■ **TASK MATERIAL**:
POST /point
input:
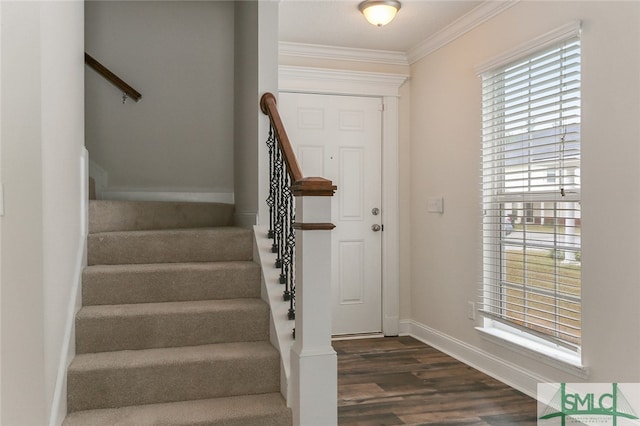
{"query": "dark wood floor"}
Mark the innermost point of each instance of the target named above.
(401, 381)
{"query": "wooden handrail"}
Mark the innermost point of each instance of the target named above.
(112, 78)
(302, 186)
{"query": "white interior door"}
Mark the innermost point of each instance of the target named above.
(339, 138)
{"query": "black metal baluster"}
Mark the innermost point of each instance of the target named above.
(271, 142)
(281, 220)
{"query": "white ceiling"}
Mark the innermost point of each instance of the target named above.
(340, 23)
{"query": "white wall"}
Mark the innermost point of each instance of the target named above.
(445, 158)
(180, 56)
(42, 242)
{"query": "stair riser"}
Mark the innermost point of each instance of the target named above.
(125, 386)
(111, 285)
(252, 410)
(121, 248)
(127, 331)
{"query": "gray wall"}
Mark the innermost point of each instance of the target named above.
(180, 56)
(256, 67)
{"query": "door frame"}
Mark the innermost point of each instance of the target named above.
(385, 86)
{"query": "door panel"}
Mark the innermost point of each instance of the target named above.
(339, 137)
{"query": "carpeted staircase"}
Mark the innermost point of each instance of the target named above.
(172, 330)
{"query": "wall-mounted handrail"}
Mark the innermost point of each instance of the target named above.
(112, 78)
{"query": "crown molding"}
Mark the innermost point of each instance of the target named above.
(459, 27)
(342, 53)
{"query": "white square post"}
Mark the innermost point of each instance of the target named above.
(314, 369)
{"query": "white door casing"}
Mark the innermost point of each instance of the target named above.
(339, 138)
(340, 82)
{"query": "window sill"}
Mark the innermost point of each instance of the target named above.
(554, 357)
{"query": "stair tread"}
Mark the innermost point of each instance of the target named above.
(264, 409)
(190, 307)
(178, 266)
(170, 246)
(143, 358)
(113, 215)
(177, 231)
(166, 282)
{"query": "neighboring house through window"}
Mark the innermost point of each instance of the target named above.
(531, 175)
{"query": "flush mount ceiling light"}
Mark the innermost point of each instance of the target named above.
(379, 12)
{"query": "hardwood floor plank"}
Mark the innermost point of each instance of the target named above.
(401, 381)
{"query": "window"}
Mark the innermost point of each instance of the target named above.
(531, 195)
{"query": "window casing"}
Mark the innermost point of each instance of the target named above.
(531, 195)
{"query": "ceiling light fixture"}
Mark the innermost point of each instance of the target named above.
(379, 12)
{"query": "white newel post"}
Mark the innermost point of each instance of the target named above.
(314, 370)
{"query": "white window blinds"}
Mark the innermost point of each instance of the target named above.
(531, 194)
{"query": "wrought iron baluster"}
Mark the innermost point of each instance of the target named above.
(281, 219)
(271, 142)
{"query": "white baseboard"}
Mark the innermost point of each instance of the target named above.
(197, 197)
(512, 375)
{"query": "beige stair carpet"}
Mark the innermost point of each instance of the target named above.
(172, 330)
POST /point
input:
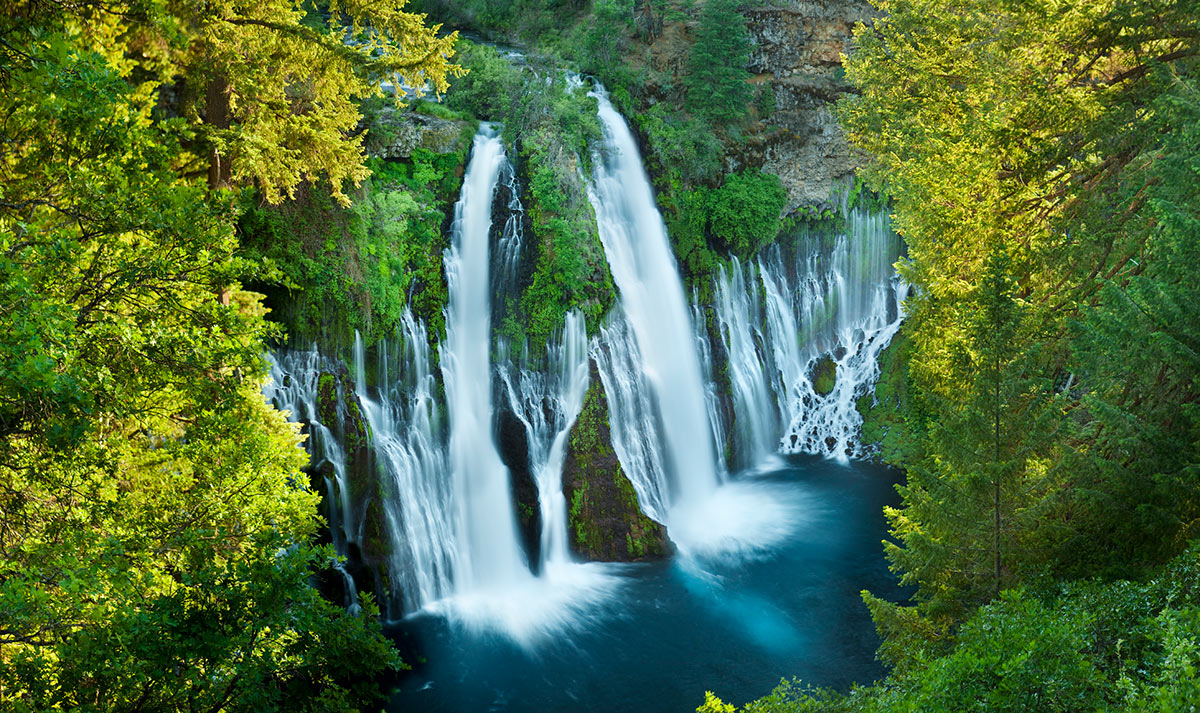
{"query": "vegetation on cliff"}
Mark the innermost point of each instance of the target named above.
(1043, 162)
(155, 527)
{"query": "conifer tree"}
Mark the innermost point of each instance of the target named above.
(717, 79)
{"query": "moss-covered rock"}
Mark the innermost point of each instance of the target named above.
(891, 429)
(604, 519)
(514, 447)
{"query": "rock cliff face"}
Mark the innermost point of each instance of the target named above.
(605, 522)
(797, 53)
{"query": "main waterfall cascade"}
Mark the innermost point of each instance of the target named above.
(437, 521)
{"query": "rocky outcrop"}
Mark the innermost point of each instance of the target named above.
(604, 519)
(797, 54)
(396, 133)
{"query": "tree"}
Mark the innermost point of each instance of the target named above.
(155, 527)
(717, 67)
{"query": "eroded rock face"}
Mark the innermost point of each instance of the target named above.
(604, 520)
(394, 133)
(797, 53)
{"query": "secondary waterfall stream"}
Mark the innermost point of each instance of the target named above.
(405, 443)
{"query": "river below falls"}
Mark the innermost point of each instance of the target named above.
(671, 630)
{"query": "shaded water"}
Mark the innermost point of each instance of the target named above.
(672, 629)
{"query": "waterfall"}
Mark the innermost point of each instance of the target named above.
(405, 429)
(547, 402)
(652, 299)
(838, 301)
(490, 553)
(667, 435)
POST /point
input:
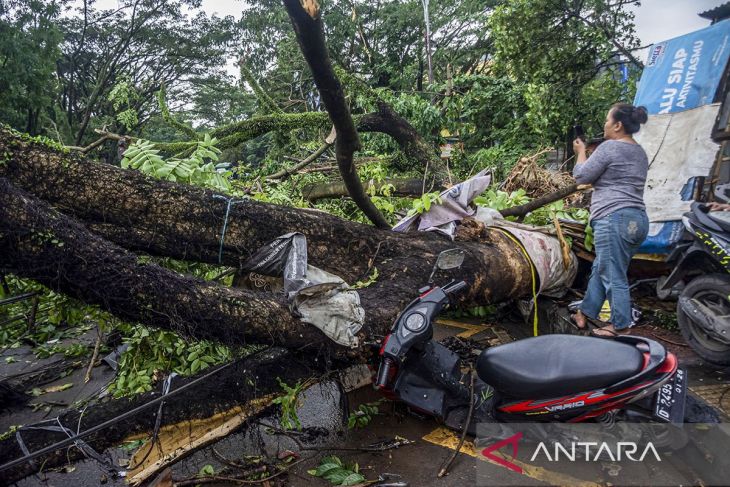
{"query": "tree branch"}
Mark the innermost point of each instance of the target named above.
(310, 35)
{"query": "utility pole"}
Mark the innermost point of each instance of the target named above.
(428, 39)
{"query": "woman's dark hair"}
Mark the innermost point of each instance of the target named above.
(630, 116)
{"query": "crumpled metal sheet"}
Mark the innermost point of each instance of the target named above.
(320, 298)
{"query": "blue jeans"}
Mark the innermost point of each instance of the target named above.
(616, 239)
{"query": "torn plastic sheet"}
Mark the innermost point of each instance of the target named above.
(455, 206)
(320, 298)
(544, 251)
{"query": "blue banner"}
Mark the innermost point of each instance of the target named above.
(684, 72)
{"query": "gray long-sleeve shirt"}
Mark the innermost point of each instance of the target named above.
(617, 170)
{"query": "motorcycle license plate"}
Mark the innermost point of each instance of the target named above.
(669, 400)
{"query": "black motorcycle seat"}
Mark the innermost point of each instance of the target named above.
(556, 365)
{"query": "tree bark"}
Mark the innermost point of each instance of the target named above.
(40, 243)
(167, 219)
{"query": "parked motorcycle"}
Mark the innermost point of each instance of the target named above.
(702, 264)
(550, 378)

■ **TASK GOAL**:
Without the pictures, retype all of the data above exactly.

■ **ANSWER BOX**:
POST /point
input:
{"query": "dark wood floor"}
Mark the innermost point of each instance of the target named above.
(401, 381)
{"query": "wooden handrail"}
Mark the innermost point of each instance of the target named above.
(112, 78)
(302, 186)
{"query": "white interior door"}
Mark the innermost point of each instance of the target named above.
(339, 138)
{"query": "black metal baluster"}
Mark the innermost point of each instance of the target named above.
(271, 142)
(281, 220)
{"query": "white ceiling"}
Mark the innermost point of each instance of the target named above.
(340, 23)
{"query": "white wall"}
Mark the innermost point of each instance of the target named above.
(445, 158)
(180, 56)
(42, 242)
{"query": "stair riser"}
Mark the innermost point of each instance of the target named above.
(125, 386)
(111, 285)
(252, 410)
(121, 248)
(127, 331)
{"query": "gray wall"}
Mark the innermost point of each instance of the target named above.
(180, 56)
(256, 67)
{"query": "door frame"}
Mark the innermost point of each instance of the target named above.
(385, 86)
{"query": "door panel"}
Mark the innermost point of each instance of the target named above.
(339, 137)
{"query": "carpeted staircase"}
Mark the innermost point of each instance of the target named above.
(172, 330)
{"query": "wall-mounted handrail"}
Mark the innermost point of each instance of the target named above.
(112, 78)
{"query": "crown molding"}
Mark the innermost point of each instance of the target named above.
(459, 27)
(342, 53)
{"query": "white square post"}
Mark the innermost point of each instance of the target named above.
(314, 369)
{"query": "white door casing"}
Mark the innermost point of each instance of the target named above.
(339, 138)
(340, 82)
{"query": "window sill"}
Mark the innermost point of each instance of the target named above.
(554, 357)
{"query": "stair tread"}
Mark the innermost point of each instance of the target named above.
(264, 409)
(190, 307)
(178, 266)
(170, 246)
(143, 358)
(113, 215)
(177, 231)
(166, 282)
{"query": "neighboring house through window"}
Mark the innermost point of each instance of the target named above.
(531, 175)
{"query": "flush mount ceiling light"}
Mark the innermost point of each instance of the target named above.
(379, 12)
{"query": "hardwood floor plank"}
Mark the innermost point of each instance of the target named above.
(401, 381)
{"query": "window"}
Mark the innermost point of each instance of the target named above.
(531, 195)
{"query": "window casing"}
Mark the innermost point of each instance of the target named above.
(531, 195)
{"query": "ceiling light fixture"}
Mark the innermost point of each instance of the target named above.
(379, 12)
{"query": "white newel post"}
Mark the innermost point of each instance of the target named above.
(314, 370)
{"query": "white window blinds"}
Mark the innermost point of each instance of the target named above.
(531, 194)
{"query": "wrought iron baluster"}
Mark the innermost point of each instance of the target named above.
(281, 219)
(271, 142)
{"query": "white baseboard"}
Mark the innermost point of each instance of the target named above.
(197, 197)
(512, 375)
{"query": "beige stair carpet"}
Mark the innermost point of each instance of the target named above.
(172, 330)
POST /point
input:
{"query": "vegetation on cliff"}
Mark the innermost point of each instance of the target named above.
(1043, 162)
(155, 527)
{"query": "conifer tree"}
Mark the innermost point of each instance of the target named above.
(717, 79)
{"query": "moss-covered rock"}
Mark the innermost point of each instance of the target named above.
(891, 429)
(604, 519)
(514, 447)
{"query": "rock cliff face"}
Mark the innermost point of each instance of the target named above.
(605, 522)
(797, 53)
{"query": "main waterfall cascade"}
Mark the innermost point of each instance of the target named above.
(437, 521)
{"query": "rocky outcrop"}
Mark the innermost point of each instance of the target named above.
(604, 519)
(797, 54)
(396, 133)
{"query": "tree"}
Mark the innermost point of each instance of the target named above.
(155, 527)
(717, 67)
{"query": "eroded rock face"}
Mark the innermost point of each instance of the target named above.
(604, 520)
(394, 133)
(797, 53)
{"query": "secondary waterfall stream"}
Mark the innermost point of each instance of the target named above.
(405, 443)
{"query": "river below falls"}
Mark the innermost point of each instance of the target named above.
(671, 630)
{"query": "shaded water"}
Mark the innermost point of each instance of the target named above.
(672, 629)
{"query": "waterfall"}
Mark the innermost point of each instance of the target named above.
(405, 429)
(547, 402)
(652, 299)
(838, 301)
(490, 553)
(667, 435)
POST /point
input:
{"query": "tree branch"}
Mark the innermost point of each instance of the target named above.
(310, 35)
{"query": "utility pole"}
Mark the innermost point of each instance of the target named above.
(428, 39)
{"query": "woman's dark hair"}
Mark the innermost point of each instance of the target named above.
(630, 116)
{"query": "crumpled metal sheet"}
Mark the innermost point of each instance of the target named above.
(320, 298)
{"query": "blue jeans"}
Mark the innermost point of each instance of the target named above.
(616, 239)
{"query": "torn plastic sheet"}
Mark the innermost point of each instance of the target named above.
(455, 206)
(320, 298)
(544, 251)
{"query": "blue banner"}
Mark the innermost point of each instance of the target named above.
(684, 72)
{"query": "gray long-sleeve shirt"}
Mark the innermost point of each instance of the target named above.
(617, 170)
{"query": "motorcycle license plate"}
Mark the innermost point of each instance of the target named above.
(669, 400)
{"query": "black motorcycle seat"}
Mark the innermost point of each instance of the target named above.
(556, 365)
{"query": "tree bark"}
Mark the innermost point of each instance of the target named above.
(40, 243)
(167, 219)
{"query": "parked motorcycle"}
Mark the innermost point of each instance of the target named above.
(702, 264)
(550, 378)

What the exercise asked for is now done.